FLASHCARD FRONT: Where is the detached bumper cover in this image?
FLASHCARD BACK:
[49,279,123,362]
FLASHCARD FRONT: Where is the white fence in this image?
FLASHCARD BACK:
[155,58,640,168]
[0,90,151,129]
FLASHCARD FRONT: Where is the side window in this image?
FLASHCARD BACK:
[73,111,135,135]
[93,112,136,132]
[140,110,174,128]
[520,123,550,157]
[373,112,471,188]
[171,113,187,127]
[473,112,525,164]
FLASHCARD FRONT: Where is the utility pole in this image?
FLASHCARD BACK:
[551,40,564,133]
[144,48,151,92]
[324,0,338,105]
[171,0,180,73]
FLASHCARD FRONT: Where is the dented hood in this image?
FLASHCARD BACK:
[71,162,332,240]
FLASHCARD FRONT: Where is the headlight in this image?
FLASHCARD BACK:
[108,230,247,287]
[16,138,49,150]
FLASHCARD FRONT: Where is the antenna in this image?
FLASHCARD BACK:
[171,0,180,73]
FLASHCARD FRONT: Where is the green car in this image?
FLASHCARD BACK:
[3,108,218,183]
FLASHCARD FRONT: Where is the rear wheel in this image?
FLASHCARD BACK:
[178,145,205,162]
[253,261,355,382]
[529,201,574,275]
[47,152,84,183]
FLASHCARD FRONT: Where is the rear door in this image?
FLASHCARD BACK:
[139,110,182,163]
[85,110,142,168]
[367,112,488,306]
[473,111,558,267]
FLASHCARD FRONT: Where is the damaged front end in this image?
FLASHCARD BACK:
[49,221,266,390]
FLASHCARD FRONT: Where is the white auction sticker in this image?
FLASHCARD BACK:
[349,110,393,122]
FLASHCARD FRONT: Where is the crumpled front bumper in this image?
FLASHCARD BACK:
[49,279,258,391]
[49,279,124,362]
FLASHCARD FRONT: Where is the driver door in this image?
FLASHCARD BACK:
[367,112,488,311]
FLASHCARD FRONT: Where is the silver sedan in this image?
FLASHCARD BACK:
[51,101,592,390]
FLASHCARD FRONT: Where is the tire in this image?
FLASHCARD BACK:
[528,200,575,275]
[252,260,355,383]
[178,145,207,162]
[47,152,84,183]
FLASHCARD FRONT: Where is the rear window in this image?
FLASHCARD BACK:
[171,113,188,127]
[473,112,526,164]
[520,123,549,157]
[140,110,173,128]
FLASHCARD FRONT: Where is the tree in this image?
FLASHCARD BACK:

────

*TASK DIRECTIONS*:
Format all the rows above as a Markdown table with two columns, "No." and "Text", giving each line a number. Leave out blank lines.

*ANSWER TO THE PROBLEM*:
| No. | Text |
|---|---|
| 1 | FLASHCARD FRONT: Where is the detached bumper cover in this image? |
| 2 | FLASHCARD BACK: |
| 3 | [49,279,123,362] |
| 4 | FLASHCARD FRONT: Where is the white fence in this image? |
| 5 | FLASHCARD BACK: |
| 6 | [155,58,640,168] |
| 7 | [0,90,151,129] |
| 8 | FLASHCARD FRONT: Where is the side window in this image? |
| 9 | FLASHCARD BACK: |
| 10 | [73,111,135,135] |
| 11 | [93,112,136,132] |
| 12 | [140,110,174,128] |
| 13 | [520,123,550,157] |
| 14 | [373,112,471,188] |
| 15 | [171,113,187,127] |
| 16 | [473,112,525,164] |
| 17 | FLASHCARD FRONT: Where is the utility pole in this image? |
| 18 | FLASHCARD BACK: |
| 19 | [551,40,564,133] |
| 20 | [144,48,151,92] |
| 21 | [324,0,338,105] |
| 22 | [171,0,180,73] |
| 23 | FLASHCARD FRONT: Where is the dented hood in this image? |
| 24 | FLASHCARD BACK: |
| 25 | [71,162,332,240] |
| 26 | FLASHCARD FRONT: Where is the headlight in this image? |
| 27 | FLASHCARD BACK: |
| 28 | [108,230,247,287] |
| 29 | [16,138,49,150] |
| 30 | FLASHCARD FRONT: Where is the antenna in this image? |
| 31 | FLASHCARD BACK: |
| 32 | [171,0,180,73] |
| 33 | FLASHCARD FRONT: Where is the green car in this image? |
| 34 | FLASHCARD BACK: |
| 35 | [3,108,218,183] |
| 36 | FLASHCARD FRONT: Where is the rear wheel in this image? |
| 37 | FLASHCARD BACK: |
| 38 | [178,145,205,162] |
| 39 | [253,261,355,382] |
| 40 | [529,201,574,275] |
| 41 | [47,152,84,183] |
| 42 | FLASHCARD FRONT: Where is the rear door in this image? |
| 43 | FLASHCARD BACK: |
| 44 | [139,110,182,163] |
| 45 | [85,110,142,168] |
| 46 | [367,112,488,306] |
| 47 | [473,111,558,267] |
| 48 | FLASHCARD FRONT: Where is the damaged front end in this image? |
| 49 | FLASHCARD BACK: |
| 50 | [49,221,266,390] |
| 51 | FLASHCARD FRONT: Where is the white auction sticker in this image? |
| 52 | FLASHCARD BACK: |
| 53 | [349,110,393,122] |
| 54 | FLASHCARD FRONT: Where is the crumpled front bumper in this image? |
| 55 | FLASHCARD BACK: |
| 56 | [49,279,258,391] |
| 57 | [49,279,124,362] |
| 58 | FLASHCARD FRONT: Where is the driver door in this image? |
| 59 | FLASHCARD BACK: |
| 60 | [367,112,488,311] |
| 61 | FLASHCARD FRONT: Where is the silver sedan in this image? |
| 62 | FLASHCARD BACK: |
| 63 | [51,101,592,390] |
| 64 | FLASHCARD FRONT: Where is the tire in this image? |
| 65 | FLASHCARD BACK: |
| 66 | [528,200,575,275] |
| 67 | [252,260,355,383] |
| 68 | [178,145,207,162] |
| 69 | [47,152,84,183] |
| 70 | FLASHCARD FRONT: Where is the rear window in this image? |
| 71 | FLASHCARD BACK: |
| 72 | [171,113,188,127] |
| 73 | [473,112,526,164] |
| 74 | [520,123,549,157] |
| 75 | [140,110,173,128] |
| 76 | FLASHCARD FRONT: Where is the tree in this image? |
| 77 | FLASHCARD BACK: |